● **LISTED ENTRIES**
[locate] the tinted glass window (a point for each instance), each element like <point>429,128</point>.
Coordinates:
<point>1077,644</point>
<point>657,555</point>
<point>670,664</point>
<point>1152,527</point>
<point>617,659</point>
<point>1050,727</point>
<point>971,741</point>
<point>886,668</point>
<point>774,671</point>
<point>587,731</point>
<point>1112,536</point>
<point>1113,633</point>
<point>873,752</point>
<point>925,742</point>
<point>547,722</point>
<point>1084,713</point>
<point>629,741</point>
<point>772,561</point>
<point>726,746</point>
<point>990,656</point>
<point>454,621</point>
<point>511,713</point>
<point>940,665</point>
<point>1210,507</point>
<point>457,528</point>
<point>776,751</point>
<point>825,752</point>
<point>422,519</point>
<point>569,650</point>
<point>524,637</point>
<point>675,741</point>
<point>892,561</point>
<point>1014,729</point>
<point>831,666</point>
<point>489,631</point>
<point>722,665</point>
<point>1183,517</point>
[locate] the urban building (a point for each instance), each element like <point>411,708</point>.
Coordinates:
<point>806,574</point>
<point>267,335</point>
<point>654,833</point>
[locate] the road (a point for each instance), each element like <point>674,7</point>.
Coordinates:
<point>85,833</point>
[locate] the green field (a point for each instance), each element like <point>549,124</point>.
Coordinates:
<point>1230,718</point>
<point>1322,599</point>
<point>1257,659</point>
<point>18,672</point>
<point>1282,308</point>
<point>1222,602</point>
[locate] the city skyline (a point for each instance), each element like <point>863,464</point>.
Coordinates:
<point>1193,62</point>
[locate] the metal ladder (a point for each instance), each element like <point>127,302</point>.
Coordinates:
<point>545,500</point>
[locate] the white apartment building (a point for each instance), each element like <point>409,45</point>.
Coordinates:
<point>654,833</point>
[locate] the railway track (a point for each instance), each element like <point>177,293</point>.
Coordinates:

● **GOAL OF THE EXERCISE**
Arrange the part of the data that opens with the line containing "[locate] the white" and closes with the final line of the data as a numbered list, including both of those lines and nothing else. Leave out any blank lines.

● **TASK OUTPUT**
1. [locate] the white apartment building (a point for each instance), each element like <point>409,45</point>.
2. Coordinates:
3. <point>654,833</point>
4. [locate] the railway track (a point for each instance), each element like <point>177,293</point>.
5. Coordinates:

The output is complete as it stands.